** Data for processing **
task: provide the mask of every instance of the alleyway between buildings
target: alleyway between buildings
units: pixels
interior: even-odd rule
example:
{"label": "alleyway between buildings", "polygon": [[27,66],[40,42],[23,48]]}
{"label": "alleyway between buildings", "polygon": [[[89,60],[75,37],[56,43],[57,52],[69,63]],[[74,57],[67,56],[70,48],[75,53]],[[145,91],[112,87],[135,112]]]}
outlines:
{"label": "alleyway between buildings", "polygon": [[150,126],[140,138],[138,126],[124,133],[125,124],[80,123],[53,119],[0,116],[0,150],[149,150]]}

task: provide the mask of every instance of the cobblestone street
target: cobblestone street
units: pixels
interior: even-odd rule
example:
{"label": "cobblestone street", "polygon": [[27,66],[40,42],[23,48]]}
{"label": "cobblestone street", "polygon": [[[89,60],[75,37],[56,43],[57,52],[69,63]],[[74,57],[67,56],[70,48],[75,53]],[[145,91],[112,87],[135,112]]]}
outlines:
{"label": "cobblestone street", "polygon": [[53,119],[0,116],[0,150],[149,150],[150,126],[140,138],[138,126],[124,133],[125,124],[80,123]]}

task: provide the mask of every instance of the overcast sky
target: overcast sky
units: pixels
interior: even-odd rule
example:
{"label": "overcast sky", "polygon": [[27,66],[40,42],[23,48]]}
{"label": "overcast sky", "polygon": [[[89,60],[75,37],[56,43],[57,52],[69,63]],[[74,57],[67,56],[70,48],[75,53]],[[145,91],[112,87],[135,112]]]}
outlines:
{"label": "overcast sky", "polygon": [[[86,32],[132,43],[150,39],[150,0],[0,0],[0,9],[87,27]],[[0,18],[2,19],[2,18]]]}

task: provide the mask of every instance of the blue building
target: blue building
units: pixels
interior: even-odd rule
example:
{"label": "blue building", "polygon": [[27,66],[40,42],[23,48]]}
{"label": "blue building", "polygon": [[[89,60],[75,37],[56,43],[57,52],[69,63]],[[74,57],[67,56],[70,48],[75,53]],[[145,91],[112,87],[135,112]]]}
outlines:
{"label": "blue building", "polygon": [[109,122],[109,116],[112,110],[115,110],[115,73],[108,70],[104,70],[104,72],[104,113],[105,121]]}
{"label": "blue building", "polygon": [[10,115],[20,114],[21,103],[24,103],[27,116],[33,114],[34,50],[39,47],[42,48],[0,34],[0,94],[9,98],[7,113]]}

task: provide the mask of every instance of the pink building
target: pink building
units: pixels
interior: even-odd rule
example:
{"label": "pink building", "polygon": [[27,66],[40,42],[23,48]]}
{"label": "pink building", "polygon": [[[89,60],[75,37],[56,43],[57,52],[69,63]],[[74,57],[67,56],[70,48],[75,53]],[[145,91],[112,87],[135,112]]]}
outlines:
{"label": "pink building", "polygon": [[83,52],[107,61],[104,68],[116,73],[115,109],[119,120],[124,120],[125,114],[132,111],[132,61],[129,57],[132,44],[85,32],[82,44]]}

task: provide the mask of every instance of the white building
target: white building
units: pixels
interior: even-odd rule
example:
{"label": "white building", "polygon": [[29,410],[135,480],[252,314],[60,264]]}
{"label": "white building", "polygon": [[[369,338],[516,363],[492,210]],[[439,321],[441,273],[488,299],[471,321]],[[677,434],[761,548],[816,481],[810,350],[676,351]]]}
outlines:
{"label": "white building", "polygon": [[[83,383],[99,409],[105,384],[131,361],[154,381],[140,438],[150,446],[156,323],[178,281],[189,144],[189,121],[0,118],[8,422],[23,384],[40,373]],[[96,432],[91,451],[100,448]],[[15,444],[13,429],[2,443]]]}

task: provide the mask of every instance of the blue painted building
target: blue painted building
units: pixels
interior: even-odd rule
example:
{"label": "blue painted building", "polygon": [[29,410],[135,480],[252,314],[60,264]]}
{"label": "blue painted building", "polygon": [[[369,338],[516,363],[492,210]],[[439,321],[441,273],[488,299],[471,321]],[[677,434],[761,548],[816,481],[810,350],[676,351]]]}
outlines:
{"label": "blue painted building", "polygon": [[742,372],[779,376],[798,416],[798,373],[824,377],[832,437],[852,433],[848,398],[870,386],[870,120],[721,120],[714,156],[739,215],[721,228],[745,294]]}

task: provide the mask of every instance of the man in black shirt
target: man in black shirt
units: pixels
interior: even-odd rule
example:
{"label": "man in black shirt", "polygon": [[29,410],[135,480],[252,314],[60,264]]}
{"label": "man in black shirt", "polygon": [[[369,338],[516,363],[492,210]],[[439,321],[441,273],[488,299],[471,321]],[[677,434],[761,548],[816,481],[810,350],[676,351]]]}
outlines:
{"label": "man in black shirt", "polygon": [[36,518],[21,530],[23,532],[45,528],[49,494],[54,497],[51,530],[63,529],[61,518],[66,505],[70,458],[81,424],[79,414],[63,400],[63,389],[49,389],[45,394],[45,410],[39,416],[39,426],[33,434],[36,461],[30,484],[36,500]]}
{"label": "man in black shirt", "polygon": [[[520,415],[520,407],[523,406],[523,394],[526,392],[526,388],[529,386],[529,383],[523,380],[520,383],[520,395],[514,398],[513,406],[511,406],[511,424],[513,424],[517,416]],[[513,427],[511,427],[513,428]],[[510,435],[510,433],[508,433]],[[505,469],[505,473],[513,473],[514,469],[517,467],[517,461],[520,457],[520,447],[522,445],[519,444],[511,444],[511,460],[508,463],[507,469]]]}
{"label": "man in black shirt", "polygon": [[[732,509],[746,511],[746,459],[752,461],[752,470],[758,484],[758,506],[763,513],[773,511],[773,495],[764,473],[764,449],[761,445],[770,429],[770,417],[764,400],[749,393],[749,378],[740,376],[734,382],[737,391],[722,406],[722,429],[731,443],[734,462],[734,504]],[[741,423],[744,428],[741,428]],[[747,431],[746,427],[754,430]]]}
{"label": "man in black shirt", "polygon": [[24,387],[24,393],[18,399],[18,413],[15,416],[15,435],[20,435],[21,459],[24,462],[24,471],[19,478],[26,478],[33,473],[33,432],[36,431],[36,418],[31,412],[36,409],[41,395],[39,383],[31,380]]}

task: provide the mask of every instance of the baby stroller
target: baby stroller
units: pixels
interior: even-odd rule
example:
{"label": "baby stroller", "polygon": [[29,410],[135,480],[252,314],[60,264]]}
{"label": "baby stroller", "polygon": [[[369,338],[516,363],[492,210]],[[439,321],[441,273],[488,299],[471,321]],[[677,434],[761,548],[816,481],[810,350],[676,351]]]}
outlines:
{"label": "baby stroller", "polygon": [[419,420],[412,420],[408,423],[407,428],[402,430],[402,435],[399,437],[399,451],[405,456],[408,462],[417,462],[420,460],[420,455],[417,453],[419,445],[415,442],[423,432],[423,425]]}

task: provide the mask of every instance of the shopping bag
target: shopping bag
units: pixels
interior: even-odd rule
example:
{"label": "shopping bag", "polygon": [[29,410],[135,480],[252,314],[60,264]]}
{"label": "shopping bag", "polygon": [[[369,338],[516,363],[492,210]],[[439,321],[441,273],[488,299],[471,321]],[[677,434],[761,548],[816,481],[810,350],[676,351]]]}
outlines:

** Required action **
The full listing, repeated exactly, is the expected answer.

** Exercise result **
task: provide the mask of every instance of the alleyway between buildings
target: alleyway between buildings
units: pixels
interior: even-odd rule
example:
{"label": "alleyway between buildings", "polygon": [[27,66],[40,42],[23,48]]}
{"label": "alleyway between buildings", "polygon": [[[89,60],[75,37],[56,43],[57,52],[69,63]],[[74,57],[67,56],[70,48],[75,53]],[[145,91],[112,87],[135,112]]]}
outlines:
{"label": "alleyway between buildings", "polygon": [[150,126],[140,138],[138,126],[124,133],[125,124],[80,123],[53,119],[0,116],[0,150],[149,150]]}

task: provide the mask of every instance of the cobblestone street
target: cobblestone street
units: pixels
interior: even-odd rule
example:
{"label": "cobblestone street", "polygon": [[27,66],[40,42],[23,48]]}
{"label": "cobblestone street", "polygon": [[[89,60],[75,37],[56,43],[57,52],[69,63]],[[74,57],[67,56],[70,48],[75,53]],[[145,91],[112,87],[135,112]]]}
outlines:
{"label": "cobblestone street", "polygon": [[53,119],[0,116],[0,150],[149,150],[150,126],[140,138],[138,126],[124,133],[125,124],[80,123]]}

task: provide the mask of every instance of the overcast sky
target: overcast sky
units: pixels
interior: even-odd rule
example:
{"label": "overcast sky", "polygon": [[27,66],[40,42],[23,48]]}
{"label": "overcast sky", "polygon": [[[89,60],[75,37],[56,43],[57,52],[69,63]],[[74,57],[67,56],[70,48],[75,53]],[[145,91],[112,87],[135,112]]]}
outlines:
{"label": "overcast sky", "polygon": [[[86,32],[132,43],[150,39],[150,0],[0,0],[0,9],[87,27]],[[0,18],[2,19],[2,18]]]}

task: provide the mask of every instance of the blue building
target: blue building
units: pixels
interior: even-odd rule
example:
{"label": "blue building", "polygon": [[27,66],[40,42],[23,48]]}
{"label": "blue building", "polygon": [[[89,60],[75,37],[56,43],[57,52],[69,63]],[[74,57],[67,56],[70,48],[75,53]],[[145,91],[112,87],[135,112]]]}
outlines:
{"label": "blue building", "polygon": [[109,122],[109,116],[112,110],[115,110],[115,73],[108,70],[104,70],[104,72],[104,113],[105,121]]}
{"label": "blue building", "polygon": [[10,115],[20,114],[21,103],[24,103],[27,116],[33,114],[34,50],[39,47],[42,48],[0,34],[0,94],[9,98],[7,113]]}

task: provide the mask of every instance of the pink building
target: pink building
units: pixels
interior: even-odd rule
example:
{"label": "pink building", "polygon": [[27,66],[40,42],[23,48]]}
{"label": "pink building", "polygon": [[[89,60],[75,37],[56,43],[57,52],[69,63]],[[74,57],[67,56],[70,48],[75,53]],[[145,91],[112,87],[135,112]]]}
outlines:
{"label": "pink building", "polygon": [[83,52],[107,61],[104,68],[116,73],[115,109],[119,120],[124,120],[125,114],[132,111],[132,61],[129,57],[132,44],[85,32],[82,44]]}

task: provide the mask of every instance of the white building
target: white building
units: pixels
interior: even-odd rule
example:
{"label": "white building", "polygon": [[29,410],[135,480],[252,314],[60,264]]}
{"label": "white building", "polygon": [[[369,338],[516,363],[492,210]],[[439,321],[441,273],[488,299],[471,321]],[[677,434],[761,548],[816,481],[810,350],[676,351]]]}
outlines:
{"label": "white building", "polygon": [[[83,383],[99,409],[105,384],[131,361],[154,381],[140,438],[150,446],[156,323],[178,281],[189,144],[189,121],[0,118],[8,422],[23,384],[40,373]],[[96,432],[91,451],[100,448]],[[15,444],[13,429],[2,443]]]}

task: provide the mask of every instance of the blue painted building
target: blue painted building
units: pixels
interior: even-odd rule
example:
{"label": "blue painted building", "polygon": [[29,410],[135,480],[252,314],[60,264]]}
{"label": "blue painted building", "polygon": [[[369,338],[516,363],[492,210]],[[439,321],[441,273],[488,299],[471,321]],[[677,434],[761,548],[816,481],[810,350],[676,351]]]}
outlines:
{"label": "blue painted building", "polygon": [[742,372],[779,376],[798,416],[798,373],[824,377],[832,437],[852,433],[848,398],[870,386],[870,120],[721,120],[714,156],[739,215],[721,228],[745,294]]}

task: provide the mask of every instance of the man in black shirt
target: man in black shirt
units: pixels
interior: even-odd rule
example:
{"label": "man in black shirt", "polygon": [[29,410],[135,480],[252,314],[60,264]]}
{"label": "man in black shirt", "polygon": [[[369,338],[516,363],[492,210]],[[439,321],[441,273],[488,299],[471,321]],[[677,434],[761,548],[816,481],[810,350],[676,351]]]}
outlines:
{"label": "man in black shirt", "polygon": [[36,518],[21,530],[23,532],[45,528],[49,494],[54,497],[51,530],[63,529],[61,518],[66,505],[70,458],[81,424],[79,414],[63,400],[63,389],[49,389],[45,394],[45,410],[39,416],[39,426],[33,434],[36,461],[30,484],[36,500]]}
{"label": "man in black shirt", "polygon": [[[520,415],[520,407],[523,406],[523,394],[526,392],[526,388],[529,386],[529,383],[523,380],[520,383],[520,395],[514,398],[513,406],[511,406],[511,424],[513,424],[517,416]],[[513,427],[511,427],[513,428]],[[510,435],[510,433],[508,433]],[[505,469],[505,473],[513,473],[514,469],[517,467],[517,461],[520,457],[520,447],[522,445],[519,444],[511,444],[511,460],[508,463],[507,469]]]}
{"label": "man in black shirt", "polygon": [[[732,509],[746,511],[746,459],[752,461],[752,470],[758,484],[758,506],[763,513],[773,511],[773,495],[764,473],[764,449],[761,445],[770,429],[770,417],[764,400],[749,393],[749,378],[740,376],[734,382],[737,391],[722,406],[722,429],[731,443],[734,462],[734,504]],[[741,423],[744,428],[741,428]],[[747,431],[746,427],[754,430]]]}
{"label": "man in black shirt", "polygon": [[24,387],[24,393],[18,399],[18,413],[15,416],[15,435],[20,435],[21,459],[24,462],[24,471],[19,478],[26,478],[33,473],[33,432],[36,431],[36,418],[31,412],[36,409],[41,395],[39,383],[31,380]]}

task: provide the mask of every instance of the baby stroller
target: baby stroller
units: pixels
interior: even-odd rule
example:
{"label": "baby stroller", "polygon": [[29,410],[135,480],[252,314],[60,264]]}
{"label": "baby stroller", "polygon": [[[369,338],[516,363],[492,210]],[[439,321],[441,273],[488,299],[471,321]],[[677,434],[761,548],[816,481],[810,350],[676,351]]]}
outlines:
{"label": "baby stroller", "polygon": [[419,420],[412,420],[408,423],[407,428],[402,430],[402,435],[399,437],[399,451],[405,456],[408,462],[417,462],[420,460],[420,455],[417,453],[419,445],[415,442],[423,432],[423,425]]}

task: provide the mask of every instance of the shopping bag
target: shopping bag
units: pixels
interior: even-odd rule
example:
{"label": "shopping bag", "polygon": [[29,410],[135,480],[252,314],[60,264]]}
{"label": "shopping bag", "polygon": [[[369,338],[516,363],[492,210]],[[439,321],[441,273],[488,299],[471,321]],[[677,434],[761,548],[816,481],[810,350],[676,351]]]}
outlines:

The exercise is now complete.